_TRAVAIL DEMANDÉ:_
Recopiez sans aucune modification le passage du texte ci-dessous sur la paysanne comtadine qui va de « Née à la fin » jusqu'à « et un garçon. » inclus.

Née à la fin du dix-neuvième siècle dans un de nos villages du Ventoux, elle décéda dans les années soixante et je veux évoquer sa mémoire car elle fut le type de la femme paysanne comtadine de cette période comme nous en avons tous connues.

Elle fut scolarisée à l'école de filles alors dirigée par les sœurs et elle y reçut une formation chrétienne qui la marqua toute sa vie de piété et de soumission mais aussi une formation de couturière qui l'aida à vivre un peu quand elle fut veuve. Elle habitait  en campagne. Elle se maria jeune avec un petit fermier et bien vite mit au monde une fille et un garçon.

Elle parla presque toute sa vie le provençal, sa langue maternelle dont on lui avait fait croire que ce n'était pas une langue mais un patois dont il fallait avoir honte, et pour cette raison elle employait aussi le français surtout avec ses enfants et ses petites-filles.

 

Elle perdit son mari à la Grande Guerre. Il était alors soldat d'infanterie à Malancourt dans la Meuse. Il fut haché dans les tranchées, son corps ne fut jamais retrouvé et il fut probablement enseveli dans un ossuaire de l'endroit. Son nom est inscrit sur le monument aux morts du village.

 

Cette petite femme ne se plaignit jamais, ne se laissa pas écraser par le malheur et prit la relève de son mari pour mener les terres.

_DONNÉES FOURNIES:_
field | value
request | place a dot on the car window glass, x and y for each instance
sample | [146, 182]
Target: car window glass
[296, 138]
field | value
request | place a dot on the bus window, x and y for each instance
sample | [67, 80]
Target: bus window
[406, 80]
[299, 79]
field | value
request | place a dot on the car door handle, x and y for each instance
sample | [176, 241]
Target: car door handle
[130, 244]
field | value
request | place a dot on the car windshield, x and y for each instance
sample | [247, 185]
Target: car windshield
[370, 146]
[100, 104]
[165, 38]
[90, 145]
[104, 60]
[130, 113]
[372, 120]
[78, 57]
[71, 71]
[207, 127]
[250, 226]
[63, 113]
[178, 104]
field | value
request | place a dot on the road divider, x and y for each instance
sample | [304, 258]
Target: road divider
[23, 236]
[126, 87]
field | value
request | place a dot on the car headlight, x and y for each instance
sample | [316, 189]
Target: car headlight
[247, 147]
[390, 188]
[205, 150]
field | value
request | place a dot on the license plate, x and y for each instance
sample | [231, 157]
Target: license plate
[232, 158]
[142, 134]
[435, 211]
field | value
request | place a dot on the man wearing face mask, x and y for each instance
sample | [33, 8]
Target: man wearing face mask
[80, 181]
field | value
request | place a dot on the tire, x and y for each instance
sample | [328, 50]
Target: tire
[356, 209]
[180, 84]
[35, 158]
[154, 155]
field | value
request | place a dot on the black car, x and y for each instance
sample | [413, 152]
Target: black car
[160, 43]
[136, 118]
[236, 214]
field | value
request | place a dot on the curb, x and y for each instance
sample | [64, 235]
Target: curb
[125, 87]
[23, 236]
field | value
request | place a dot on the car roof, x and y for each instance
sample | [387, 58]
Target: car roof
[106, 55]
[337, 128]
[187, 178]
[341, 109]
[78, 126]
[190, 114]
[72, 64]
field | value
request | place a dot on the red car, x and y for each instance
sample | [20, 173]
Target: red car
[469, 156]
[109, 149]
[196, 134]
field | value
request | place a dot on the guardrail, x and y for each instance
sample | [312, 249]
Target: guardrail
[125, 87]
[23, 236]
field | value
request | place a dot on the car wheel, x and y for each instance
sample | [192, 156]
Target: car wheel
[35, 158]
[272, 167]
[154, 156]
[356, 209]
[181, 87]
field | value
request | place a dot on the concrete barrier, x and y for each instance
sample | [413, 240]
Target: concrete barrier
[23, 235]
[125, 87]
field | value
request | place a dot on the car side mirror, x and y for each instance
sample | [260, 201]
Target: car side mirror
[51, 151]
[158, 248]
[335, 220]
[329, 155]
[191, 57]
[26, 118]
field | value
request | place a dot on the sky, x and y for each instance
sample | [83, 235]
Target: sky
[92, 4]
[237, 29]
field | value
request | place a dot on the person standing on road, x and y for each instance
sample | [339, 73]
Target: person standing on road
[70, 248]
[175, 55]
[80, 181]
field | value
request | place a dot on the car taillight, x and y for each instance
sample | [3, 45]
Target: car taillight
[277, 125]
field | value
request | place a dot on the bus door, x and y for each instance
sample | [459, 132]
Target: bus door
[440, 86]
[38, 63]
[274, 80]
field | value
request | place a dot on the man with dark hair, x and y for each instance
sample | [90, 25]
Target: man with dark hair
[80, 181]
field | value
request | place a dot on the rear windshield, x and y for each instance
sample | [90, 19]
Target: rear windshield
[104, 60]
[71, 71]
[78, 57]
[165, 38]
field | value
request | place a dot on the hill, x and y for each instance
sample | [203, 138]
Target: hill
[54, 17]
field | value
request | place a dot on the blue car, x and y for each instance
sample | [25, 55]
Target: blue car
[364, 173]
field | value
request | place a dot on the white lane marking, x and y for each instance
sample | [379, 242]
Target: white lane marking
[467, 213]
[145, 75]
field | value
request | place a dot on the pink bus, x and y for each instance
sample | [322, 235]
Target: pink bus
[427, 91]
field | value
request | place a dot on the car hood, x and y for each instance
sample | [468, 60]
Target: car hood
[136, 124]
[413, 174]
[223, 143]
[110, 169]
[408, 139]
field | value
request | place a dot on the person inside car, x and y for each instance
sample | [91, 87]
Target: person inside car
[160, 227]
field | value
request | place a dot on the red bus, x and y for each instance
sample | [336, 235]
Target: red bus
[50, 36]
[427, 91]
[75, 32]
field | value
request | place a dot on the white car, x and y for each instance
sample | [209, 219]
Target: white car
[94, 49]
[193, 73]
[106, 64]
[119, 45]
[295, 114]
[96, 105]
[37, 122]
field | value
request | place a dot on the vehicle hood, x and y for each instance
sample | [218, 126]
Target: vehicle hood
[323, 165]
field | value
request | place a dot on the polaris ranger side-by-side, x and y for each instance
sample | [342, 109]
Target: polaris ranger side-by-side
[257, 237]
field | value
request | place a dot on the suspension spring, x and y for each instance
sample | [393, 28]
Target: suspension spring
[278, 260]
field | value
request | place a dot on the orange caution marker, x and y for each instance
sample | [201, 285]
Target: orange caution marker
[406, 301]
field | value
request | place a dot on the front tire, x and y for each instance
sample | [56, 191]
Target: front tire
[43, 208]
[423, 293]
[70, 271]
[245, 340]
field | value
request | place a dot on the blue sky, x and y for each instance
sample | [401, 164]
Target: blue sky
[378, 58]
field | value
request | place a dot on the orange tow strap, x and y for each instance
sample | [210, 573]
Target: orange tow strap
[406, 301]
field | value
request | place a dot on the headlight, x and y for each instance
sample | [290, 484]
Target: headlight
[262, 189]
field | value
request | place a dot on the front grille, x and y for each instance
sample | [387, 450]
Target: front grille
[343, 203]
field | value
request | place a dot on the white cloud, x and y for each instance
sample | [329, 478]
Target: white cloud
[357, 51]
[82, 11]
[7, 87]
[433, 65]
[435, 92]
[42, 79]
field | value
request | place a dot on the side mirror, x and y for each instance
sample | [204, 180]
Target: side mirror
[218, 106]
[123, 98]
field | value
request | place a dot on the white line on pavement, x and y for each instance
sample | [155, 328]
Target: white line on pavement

_CORRIGÉ DÉTAILLÉ:_
Née à la fin du dix-neuvième siècle dans un de nos villages du Ventoux, elle décéda dans les années soixante et je veux évoquer sa mémoire car elle fut le type de la femme paysanne comtadine de cette période comme nous en avons tous connues.

Elle fut scolarisée à l'école de filles alors dirigée par les sœurs et elle y reçut une formation chrétienne qui la marqua toute sa vie de piété et de soumission mais aussi une formation de couturière qui l'aida à vivre un peu quand elle fut veuve. Elle habitait  en campagne. Elle se maria jeune avec un petit fermier et bien vite mit au monde une fille et un garçon.